PROBLEM REQUIREMENTS. According to the notebook excerpt, how many corporations responded to the climate survey and how many responded to the water survey?

DOCUMENT EXTRACT.

━━━━━━━━━━━━━━━━━━━━━━━━━━━━━━

The distribution of the indicator is as follows. The questionnaire is generally well completed for all cities. There are more disparities for corporations

In [None]:
fig, axes = plt.subplots(nrows=1, ncols=3, figsize=(18,6))
fig.suptitle('Communication and transparency of cities and corporations')

sns.violinplot(ax=axes[0], y=Cities_2020['KPI_Communication_and_transparency_cities'], color = '#17b978')
axes[0].set_title('Cities')
axes[0].set_ylabel("Communication and Transparency")

sns.violinplot(ax=axes[1], y=Corporation_climate_2020['KPI_Communication_and_transparency_climate'], color = '#ff8264')
axes[1].set_title('Corporation for climate')
axes[1].set_ylabel("Communication and Transparency")


sns.violinplot(ax=axes[2], y=Corporation_water_2020['KPI_Communication_and_transparency_water'], color = '#53AFFF')
axes[2].set_title('Corporation for water')
axes[2].set_ylabel("Communication and Transparency")

Show = False

# <a id='2.1'>2.1 Indicators for corporation</a>

985 corporations responded to the climate survey while 295 responded to the water survey.<br>
<br>
What proportion of corporations responded to both surveys?

In [None]:
Concat_df = pd.concat([Corporation_climate_2020, Corporation_water_2020])

━━━━━━━━━━━━━━━━━━━━━━━━━━━━━━

DATA.
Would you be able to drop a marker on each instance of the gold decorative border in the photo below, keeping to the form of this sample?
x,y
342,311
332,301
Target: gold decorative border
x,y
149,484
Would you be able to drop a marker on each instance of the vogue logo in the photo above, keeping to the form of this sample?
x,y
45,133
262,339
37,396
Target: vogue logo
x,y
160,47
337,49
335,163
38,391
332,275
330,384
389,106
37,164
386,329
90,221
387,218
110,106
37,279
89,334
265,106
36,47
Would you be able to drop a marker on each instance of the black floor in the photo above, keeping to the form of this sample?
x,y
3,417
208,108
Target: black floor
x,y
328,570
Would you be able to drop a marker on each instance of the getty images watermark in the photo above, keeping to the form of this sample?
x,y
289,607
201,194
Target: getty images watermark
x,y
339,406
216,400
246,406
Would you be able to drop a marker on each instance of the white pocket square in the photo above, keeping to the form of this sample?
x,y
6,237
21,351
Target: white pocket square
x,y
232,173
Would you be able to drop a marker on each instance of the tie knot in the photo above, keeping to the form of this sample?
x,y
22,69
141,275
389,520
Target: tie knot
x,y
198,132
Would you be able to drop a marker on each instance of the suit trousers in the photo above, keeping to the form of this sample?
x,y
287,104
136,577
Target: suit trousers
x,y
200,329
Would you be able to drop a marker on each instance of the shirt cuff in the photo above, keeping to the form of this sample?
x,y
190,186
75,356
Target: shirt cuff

━━━━━━━━━━━━━━━━━━━━━━━━━━━━━━

EXERCISE OUTPUT. 985 corporations responded to the climate survey, and 295 responded to the water survey.